● **DATASET**
■ ■ ■
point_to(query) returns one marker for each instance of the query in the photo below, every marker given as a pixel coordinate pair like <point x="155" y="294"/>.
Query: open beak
■ ■ ■
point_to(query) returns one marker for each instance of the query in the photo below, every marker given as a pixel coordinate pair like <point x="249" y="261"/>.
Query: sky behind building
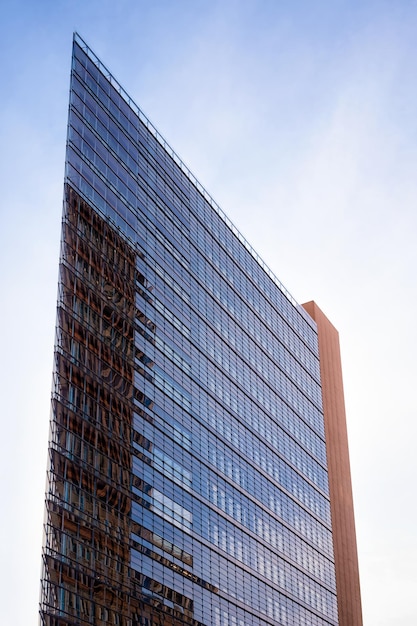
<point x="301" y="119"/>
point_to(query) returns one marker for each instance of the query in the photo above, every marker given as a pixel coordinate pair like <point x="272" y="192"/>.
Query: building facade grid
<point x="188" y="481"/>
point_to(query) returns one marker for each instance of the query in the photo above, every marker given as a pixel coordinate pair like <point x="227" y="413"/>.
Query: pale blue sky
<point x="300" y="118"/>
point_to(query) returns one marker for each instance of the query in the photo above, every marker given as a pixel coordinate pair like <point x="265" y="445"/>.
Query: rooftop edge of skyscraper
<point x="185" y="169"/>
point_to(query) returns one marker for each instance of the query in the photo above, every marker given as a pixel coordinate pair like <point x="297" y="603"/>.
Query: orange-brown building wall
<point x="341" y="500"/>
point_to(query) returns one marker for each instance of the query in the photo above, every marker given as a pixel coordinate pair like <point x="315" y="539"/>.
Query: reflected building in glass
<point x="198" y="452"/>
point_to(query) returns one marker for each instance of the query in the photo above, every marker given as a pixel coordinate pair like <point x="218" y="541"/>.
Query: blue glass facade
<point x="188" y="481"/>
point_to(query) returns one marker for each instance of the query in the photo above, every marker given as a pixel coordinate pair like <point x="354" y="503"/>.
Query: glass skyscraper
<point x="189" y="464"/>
■ ■ ■
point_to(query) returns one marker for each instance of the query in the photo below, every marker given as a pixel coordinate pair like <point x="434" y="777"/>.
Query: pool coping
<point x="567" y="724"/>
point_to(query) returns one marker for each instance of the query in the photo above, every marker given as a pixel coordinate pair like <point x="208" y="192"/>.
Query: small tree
■ ■ ■
● **TO DO**
Reproduce each line from the records that contains the word "below".

● **THE ANSWER**
point_to(query) returns one marker for each instance of the query in the photo below, every marker given as a pixel coordinate pair like <point x="155" y="294"/>.
point_to(query) returns one marker for each instance of the query in the photo below, every marker given as a pixel coordinate pair like <point x="249" y="261"/>.
point_to(query) returns one marker for each instance of the query in the photo below, every marker given as a pixel coordinate pair like <point x="434" y="777"/>.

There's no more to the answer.